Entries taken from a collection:
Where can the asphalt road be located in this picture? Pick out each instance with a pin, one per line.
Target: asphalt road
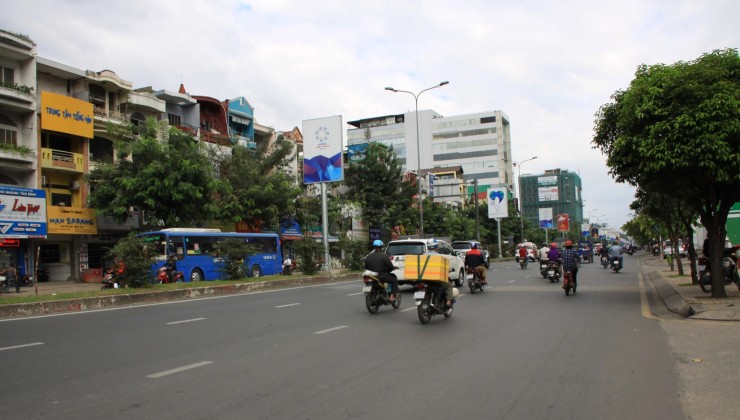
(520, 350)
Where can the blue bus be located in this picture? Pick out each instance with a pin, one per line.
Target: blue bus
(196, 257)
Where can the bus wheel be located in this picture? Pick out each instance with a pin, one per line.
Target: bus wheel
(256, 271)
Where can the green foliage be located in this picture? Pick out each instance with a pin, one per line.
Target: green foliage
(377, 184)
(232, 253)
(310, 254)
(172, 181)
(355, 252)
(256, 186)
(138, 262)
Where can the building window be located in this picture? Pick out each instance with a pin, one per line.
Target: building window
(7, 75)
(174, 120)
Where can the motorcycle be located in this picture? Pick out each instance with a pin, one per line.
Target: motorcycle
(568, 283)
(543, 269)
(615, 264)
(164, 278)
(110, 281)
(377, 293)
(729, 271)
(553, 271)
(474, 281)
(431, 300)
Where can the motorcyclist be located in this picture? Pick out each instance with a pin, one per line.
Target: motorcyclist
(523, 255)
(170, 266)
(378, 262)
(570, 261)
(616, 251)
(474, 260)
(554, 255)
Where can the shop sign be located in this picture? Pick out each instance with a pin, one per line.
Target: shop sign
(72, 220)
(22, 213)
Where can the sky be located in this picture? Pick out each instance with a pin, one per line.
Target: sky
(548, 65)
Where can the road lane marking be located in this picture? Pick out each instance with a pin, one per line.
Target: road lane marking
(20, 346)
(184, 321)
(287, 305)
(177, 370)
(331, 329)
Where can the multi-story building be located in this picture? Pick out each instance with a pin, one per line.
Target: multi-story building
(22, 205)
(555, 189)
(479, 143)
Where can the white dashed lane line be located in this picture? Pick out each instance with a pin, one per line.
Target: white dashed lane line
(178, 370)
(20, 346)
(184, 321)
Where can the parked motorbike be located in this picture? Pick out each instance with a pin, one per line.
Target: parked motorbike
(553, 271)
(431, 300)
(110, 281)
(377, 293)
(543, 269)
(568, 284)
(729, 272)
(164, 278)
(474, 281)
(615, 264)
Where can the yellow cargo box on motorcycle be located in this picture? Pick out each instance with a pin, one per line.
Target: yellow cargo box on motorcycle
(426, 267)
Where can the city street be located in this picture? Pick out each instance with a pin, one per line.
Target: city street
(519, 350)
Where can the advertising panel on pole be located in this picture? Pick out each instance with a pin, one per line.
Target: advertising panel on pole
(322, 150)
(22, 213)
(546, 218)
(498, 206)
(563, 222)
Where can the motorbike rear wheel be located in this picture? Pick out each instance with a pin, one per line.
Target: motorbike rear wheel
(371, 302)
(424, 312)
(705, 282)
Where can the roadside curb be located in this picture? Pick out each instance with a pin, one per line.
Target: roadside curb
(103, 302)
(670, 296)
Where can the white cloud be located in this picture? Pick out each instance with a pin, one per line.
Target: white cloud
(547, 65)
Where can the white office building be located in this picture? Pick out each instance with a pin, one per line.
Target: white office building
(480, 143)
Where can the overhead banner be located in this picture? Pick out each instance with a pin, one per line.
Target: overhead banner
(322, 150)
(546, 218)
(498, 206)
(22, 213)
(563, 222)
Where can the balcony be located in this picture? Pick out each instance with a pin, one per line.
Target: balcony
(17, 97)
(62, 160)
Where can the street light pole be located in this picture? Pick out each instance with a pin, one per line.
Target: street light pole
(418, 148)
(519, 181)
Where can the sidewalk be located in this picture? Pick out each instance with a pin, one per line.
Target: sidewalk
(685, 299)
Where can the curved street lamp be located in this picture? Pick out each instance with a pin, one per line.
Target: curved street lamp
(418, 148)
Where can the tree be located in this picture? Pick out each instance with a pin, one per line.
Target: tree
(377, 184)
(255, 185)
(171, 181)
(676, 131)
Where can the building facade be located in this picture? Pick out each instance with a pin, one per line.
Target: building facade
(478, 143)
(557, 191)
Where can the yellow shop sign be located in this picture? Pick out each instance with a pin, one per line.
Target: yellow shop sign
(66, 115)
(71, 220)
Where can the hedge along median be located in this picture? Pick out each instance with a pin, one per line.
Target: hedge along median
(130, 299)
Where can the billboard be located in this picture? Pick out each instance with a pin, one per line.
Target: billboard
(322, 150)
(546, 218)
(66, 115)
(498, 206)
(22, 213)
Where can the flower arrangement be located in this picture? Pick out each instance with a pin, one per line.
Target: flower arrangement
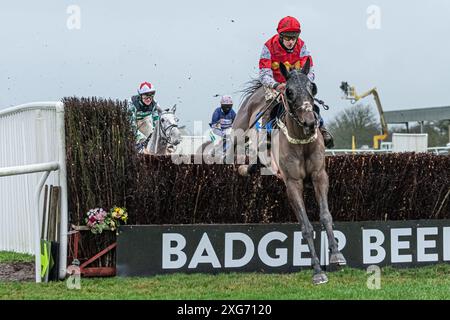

*Required work*. Repeat exactly the lines from the one containing "Where can the motorbike" through the last line of the records above, both included, and leave out the pictures.

*Solution to this exercise*.
Where can the motorbike rear wheel be located in this picture? Pick out each instance with a pin, one per line.
Target: motorbike rear wheel
(371, 302)
(424, 312)
(705, 282)
Where can the roadside curb be located in this picture? Pick out each instance with a pin, one per line.
Target: roadside curb
(103, 302)
(670, 296)
Where can the white cloud be located in this picture? Pick out each instance with a pin, one per line.
Target: white cloud
(547, 65)
Where can the white office building be located in this picture? Pick out each instance with a pin, one per line.
Target: white office building
(480, 143)
Where can the overhead banner be located in this picture? Pick out each instance with a pin, one per line.
Target: overhead banner
(322, 150)
(546, 218)
(498, 206)
(22, 213)
(563, 222)
Where can the balcony be located in this picture? Pick out each instance with a pin, one per line.
Target: balcony
(17, 97)
(62, 160)
Where can the street light pole be located in this picture? Pick out each instance with a pin, one per line.
Target: street light pole
(418, 148)
(519, 181)
Where can the sidewalk be located in this picture? Pick out each instance with a pin, one per line.
Target: sidewalk
(685, 299)
Where can the curved street lamp be located in this picture? Pick out each instance with a pin, one per line.
Target: curved street lamp
(418, 148)
Where can the tree be located in this picture? Pick out each instance with a pin, one per line.
Target: tree
(377, 184)
(255, 185)
(171, 181)
(676, 131)
Where can the building facade be located in this picture? Pick out each instance with a pin, one per line.
Target: building facade
(478, 143)
(557, 191)
Where can the yellow shop sign be located in this picture? Pick out each instance with a pin, one per line.
Target: yellow shop sign
(66, 115)
(71, 220)
Where can the hedge along median be located in this picture? Pick out each instance with a pin, one per line.
Target: hedge along median
(130, 299)
Where can the billboard be located in this picture? Pick out each instance with a pin, one per line.
Target: billboard
(322, 150)
(546, 218)
(66, 115)
(498, 206)
(22, 213)
Where can the flower arrangement be located in this picture? Pick out each instance with a pin, one per line.
Target: flower arrangement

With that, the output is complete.